● **Work to be completed**:
Would you repeat all the lines below, exactly as they stand?

● **Dataset entries**:
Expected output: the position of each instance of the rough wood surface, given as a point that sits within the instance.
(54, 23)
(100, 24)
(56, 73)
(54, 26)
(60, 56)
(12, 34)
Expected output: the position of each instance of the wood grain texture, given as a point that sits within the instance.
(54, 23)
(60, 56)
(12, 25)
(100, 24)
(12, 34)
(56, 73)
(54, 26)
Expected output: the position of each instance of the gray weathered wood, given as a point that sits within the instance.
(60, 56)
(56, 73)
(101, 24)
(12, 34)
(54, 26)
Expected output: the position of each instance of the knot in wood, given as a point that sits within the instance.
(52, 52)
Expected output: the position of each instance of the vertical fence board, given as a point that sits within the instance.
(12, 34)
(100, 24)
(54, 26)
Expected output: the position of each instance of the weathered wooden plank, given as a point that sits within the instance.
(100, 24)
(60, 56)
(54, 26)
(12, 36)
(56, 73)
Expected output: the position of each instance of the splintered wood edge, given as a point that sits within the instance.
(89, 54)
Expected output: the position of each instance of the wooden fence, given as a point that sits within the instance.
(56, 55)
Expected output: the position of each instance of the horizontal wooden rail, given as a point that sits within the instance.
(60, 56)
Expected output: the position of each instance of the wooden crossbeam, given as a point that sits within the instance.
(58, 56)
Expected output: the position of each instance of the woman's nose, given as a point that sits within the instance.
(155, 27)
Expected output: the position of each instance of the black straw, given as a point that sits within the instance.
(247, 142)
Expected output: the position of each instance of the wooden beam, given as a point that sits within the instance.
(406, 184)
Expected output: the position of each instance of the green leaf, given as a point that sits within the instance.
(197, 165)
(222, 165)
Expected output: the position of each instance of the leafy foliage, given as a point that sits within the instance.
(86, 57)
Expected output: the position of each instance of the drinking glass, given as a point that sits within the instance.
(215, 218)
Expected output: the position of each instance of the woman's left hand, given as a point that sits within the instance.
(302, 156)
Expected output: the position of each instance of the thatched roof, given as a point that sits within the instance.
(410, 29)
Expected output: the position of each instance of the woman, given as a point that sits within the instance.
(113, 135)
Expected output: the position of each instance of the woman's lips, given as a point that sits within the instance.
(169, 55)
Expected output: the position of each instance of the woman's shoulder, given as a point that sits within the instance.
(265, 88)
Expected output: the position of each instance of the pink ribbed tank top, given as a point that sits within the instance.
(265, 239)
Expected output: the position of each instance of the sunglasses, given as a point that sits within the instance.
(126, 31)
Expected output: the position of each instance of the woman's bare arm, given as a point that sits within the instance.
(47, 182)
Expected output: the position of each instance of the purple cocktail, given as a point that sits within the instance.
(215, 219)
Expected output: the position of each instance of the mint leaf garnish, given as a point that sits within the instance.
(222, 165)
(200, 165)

● **Exercise result**:
Expected output: the position of each instance of the rough wood surface, given as a point that sits within the instance.
(54, 23)
(100, 24)
(56, 73)
(54, 26)
(60, 56)
(12, 34)
Expected output: the position of each instance of the wood grain texture, given as a point that sits within the instance.
(54, 23)
(60, 56)
(12, 25)
(100, 24)
(12, 34)
(56, 73)
(54, 26)
Expected output: the position of each instance of the gray weathered wood, given as a point that sits within the instance.
(60, 56)
(56, 73)
(101, 24)
(12, 34)
(54, 26)
Expected output: the position of each instance of the knot in wood, given as a point that sits within the instance.
(52, 52)
Expected output: the position of each instance of the vertical fence board, given as a point that sits within the instance.
(12, 34)
(100, 24)
(54, 26)
Expected output: the position of each instance of the weathered wooden plank, given as a point that sits within the instance.
(100, 24)
(60, 56)
(54, 26)
(12, 36)
(56, 73)
Expected output: the position of each instance of the splintered wood edge, given as a point that sits within the instance.
(89, 54)
Expected output: the position of each instance of the wooden fence, given as a point that sits within the instance.
(56, 55)
Expected output: the position of each instance of the horizontal wooden rail, given as a point that sits within the instance.
(60, 56)
Expected output: the position of each instance of the wooden crossbeam, given as a point that sits within the instance.
(58, 56)
Expected output: the position of each instance of the woman's nose, given as a point that sits within the instance.
(155, 27)
Expected output: the position of each instance of the black straw, given as a point that sits within the instance.
(247, 142)
Expected output: the position of each instance of the wooden beam, given as a point that sits within the instance.
(406, 184)
Expected output: the position of each instance of the green leaf, given as a point that sits within the instance.
(197, 165)
(222, 165)
Expected output: the position of each instance of the leafy foliage, given as a point that sits within the instance.
(86, 57)
Expected output: the position of each instance of the drinking glass, given as a point that sits within the instance.
(215, 218)
Expected output: the position of each instance of the woman's left hand, given as a point that sits within the instance.
(302, 156)
Expected output: the position of each instance of the thatched roof, given as a point that sits within the instance.
(410, 29)
Expected output: the position of each instance of the woman, given as a point that sits within the instance.
(113, 135)
Expected output: the position of each instance of the woman's lips, given as a point that sits within the instance.
(169, 55)
Expected output: the position of each instance of the woman's shoulder, given as a point that sits within the instance.
(265, 88)
Expected output: the position of each instance of the pink ribbed tank top, given as a point that sits within the instance.
(265, 239)
Expected output: the position of each instance of the sunglasses, given as a point that sits within the instance.
(126, 31)
Expected output: the position of each instance of the woman's bare arm, given as a point that sits within the instance.
(47, 182)
Expected output: the position of each instance of the purple cocktail, given as a point that sits within the instance.
(215, 219)
Expected output: the position of each instance of the mint leaf garnish, given as a point that sits within the instance.
(222, 165)
(200, 165)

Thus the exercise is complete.